▶ **EXCERPTED TEXT**:
■ ■ ■ ■

I am relatively new to StrainPhlAn. I tried to run StrainPhlAn across my data for the bacterium Staphylococus epidermidis with a permissive threshold of --sample_with_n_markers and --marker_in_n_samples (both set to 20).
Unfortunately, it looks as if the tree and MSA discarded a sample that, according to MetaPhlAn, had a 21% relative abundance of this species. I applied metaphlan’s clade profile option to observe the number of species-specific markers that were found within this sample and saw that the majority of species markers were indeed found in this sample.
In order to make sure that StrainPhlAn wasn’t discarding the markers present in this sample, I tried to run StrainPhlAn across 4 samples, with the --sample_with_n_markers and --marker_in_n_samples parameters set to 20, suggesting (to the best of my understanding) that a marker present in at least 1 sample should meet the threshold, and not be discarded, yet this still did not solve the issue.

■ ■ ■ ■

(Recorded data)

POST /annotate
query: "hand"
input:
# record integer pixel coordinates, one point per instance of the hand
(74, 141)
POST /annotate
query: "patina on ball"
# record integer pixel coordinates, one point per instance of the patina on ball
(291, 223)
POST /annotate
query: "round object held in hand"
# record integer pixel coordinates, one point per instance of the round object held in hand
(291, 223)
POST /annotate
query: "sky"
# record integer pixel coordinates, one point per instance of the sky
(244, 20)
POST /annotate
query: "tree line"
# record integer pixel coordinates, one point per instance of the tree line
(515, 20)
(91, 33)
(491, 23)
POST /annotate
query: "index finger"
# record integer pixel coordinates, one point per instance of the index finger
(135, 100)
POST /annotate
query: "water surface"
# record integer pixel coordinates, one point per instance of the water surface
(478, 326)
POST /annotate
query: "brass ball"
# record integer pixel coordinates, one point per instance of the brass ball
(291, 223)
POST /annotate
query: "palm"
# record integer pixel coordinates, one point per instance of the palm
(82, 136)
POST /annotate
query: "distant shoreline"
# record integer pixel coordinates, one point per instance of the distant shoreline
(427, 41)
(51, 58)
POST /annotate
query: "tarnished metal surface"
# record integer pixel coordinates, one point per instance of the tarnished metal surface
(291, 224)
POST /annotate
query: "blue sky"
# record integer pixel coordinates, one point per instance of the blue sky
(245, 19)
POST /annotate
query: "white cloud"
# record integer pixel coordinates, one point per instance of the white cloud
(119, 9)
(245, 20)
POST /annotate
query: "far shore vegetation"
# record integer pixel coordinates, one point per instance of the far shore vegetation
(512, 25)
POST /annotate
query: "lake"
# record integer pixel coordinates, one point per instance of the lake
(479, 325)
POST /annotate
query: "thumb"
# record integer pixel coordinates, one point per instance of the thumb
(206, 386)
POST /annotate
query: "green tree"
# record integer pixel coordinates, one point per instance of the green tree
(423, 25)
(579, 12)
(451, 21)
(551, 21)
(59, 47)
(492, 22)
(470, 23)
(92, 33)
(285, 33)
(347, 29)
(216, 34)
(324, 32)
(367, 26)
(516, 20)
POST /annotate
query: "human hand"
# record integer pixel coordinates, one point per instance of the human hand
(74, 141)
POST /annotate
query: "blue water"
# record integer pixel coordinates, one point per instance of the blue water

■ ■ ■ ■

▶ **YOUR ASSIGNMENT**: Write out the part of the StrainPhlAn post between "In order to" and "solve the issue.", inclusive.

▶ **ANSWER FOR THIS EXERCISE**:
In order to make sure that StrainPhlAn wasn’t discarding the markers present in this sample, I tried to run StrainPhlAn across 4 samples, with the --sample_with_n_markers and --marker_in_n_samples parameters set to 20, suggesting (to the best of my understanding) that a marker present in at least 1 sample should meet the threshold, and not be discarded, yet this still did not solve the issue.